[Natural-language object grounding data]

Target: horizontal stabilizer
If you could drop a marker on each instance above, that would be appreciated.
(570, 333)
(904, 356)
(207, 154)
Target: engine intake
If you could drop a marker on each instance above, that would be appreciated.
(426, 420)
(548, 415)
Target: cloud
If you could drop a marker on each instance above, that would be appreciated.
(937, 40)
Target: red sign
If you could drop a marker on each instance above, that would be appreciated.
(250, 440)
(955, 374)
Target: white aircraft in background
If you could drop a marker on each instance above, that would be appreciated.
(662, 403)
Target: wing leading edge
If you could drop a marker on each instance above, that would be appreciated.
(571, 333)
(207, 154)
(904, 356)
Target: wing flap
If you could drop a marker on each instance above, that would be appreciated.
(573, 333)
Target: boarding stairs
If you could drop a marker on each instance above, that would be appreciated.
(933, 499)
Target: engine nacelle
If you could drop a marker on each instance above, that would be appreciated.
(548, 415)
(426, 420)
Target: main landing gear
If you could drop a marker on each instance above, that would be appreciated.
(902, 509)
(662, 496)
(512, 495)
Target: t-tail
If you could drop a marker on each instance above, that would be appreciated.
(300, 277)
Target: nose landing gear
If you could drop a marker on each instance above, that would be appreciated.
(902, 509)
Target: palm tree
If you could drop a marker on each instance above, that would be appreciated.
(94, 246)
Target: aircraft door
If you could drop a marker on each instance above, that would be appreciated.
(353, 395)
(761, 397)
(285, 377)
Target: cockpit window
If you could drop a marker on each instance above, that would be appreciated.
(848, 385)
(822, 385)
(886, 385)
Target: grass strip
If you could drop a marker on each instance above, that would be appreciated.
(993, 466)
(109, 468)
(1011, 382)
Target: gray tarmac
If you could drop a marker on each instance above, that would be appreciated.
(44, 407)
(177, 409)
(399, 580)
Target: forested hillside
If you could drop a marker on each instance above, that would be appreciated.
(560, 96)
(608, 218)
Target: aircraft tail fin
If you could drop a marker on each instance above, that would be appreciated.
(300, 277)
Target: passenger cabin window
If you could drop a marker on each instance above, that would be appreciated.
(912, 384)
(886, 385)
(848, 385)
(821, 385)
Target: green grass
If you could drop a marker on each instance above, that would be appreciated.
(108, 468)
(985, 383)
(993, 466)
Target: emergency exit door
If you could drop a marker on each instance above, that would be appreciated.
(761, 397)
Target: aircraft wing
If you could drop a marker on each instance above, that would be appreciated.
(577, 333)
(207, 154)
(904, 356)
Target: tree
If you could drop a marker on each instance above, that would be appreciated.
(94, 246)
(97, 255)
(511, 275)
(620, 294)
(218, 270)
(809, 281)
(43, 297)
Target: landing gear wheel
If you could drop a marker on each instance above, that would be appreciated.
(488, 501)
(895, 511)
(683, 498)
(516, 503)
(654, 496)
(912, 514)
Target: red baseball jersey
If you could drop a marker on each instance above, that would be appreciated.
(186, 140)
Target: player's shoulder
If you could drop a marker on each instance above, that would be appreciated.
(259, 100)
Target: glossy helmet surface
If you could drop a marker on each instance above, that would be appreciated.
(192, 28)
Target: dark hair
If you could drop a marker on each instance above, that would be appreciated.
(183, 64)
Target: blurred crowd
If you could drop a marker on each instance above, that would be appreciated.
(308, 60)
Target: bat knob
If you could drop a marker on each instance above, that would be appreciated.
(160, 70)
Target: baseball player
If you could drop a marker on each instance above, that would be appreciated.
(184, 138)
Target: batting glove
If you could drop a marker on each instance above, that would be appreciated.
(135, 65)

§ Aim of the task
The lines sought are those in the data above that include the string "window"; copy each one.

§ Reply
Target: cockpit window
Target: passenger cabin window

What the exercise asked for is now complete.